(Instructions for the task):
Tally the lines in the records below that contain the string "dark", treating case as significant, and reply with the number alone.

(The data):
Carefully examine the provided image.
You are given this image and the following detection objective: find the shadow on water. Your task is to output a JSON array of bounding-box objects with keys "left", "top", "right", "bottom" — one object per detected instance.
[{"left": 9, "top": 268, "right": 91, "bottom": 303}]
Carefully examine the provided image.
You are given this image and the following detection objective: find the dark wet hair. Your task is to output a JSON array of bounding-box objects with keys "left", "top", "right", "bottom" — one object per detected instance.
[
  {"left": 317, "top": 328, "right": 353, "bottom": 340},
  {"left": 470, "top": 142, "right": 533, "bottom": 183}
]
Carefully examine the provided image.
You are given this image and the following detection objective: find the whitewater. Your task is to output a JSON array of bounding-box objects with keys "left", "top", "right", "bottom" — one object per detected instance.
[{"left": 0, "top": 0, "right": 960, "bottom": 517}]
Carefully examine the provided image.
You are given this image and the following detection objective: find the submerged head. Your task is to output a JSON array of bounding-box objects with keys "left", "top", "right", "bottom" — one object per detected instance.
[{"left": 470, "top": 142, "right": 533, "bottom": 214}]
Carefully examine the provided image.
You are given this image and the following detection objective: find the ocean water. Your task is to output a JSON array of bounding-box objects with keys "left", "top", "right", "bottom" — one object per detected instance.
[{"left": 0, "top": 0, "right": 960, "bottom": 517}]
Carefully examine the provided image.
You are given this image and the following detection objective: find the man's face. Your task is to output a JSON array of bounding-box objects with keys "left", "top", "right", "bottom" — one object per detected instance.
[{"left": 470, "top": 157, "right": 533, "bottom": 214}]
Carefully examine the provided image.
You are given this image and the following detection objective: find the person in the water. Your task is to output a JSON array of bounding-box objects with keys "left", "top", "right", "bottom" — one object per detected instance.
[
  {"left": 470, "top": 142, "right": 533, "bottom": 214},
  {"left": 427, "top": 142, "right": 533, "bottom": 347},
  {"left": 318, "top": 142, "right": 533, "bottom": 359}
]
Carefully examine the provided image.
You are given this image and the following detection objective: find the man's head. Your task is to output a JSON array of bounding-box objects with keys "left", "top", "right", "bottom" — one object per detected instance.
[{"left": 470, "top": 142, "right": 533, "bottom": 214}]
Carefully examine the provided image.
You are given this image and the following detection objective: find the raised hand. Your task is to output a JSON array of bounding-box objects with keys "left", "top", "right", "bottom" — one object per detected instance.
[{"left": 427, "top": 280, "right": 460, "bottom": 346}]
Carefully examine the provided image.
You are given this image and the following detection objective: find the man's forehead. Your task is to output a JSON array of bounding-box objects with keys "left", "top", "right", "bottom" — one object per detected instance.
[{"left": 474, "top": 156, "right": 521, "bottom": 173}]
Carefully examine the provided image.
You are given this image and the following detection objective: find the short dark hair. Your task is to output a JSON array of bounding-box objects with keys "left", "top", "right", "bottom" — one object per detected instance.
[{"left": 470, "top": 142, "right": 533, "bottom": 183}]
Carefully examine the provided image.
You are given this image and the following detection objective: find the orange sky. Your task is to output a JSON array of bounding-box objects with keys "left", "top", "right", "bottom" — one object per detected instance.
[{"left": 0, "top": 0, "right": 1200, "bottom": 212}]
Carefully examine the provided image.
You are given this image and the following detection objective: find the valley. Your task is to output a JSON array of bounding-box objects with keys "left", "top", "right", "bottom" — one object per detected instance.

(The response):
2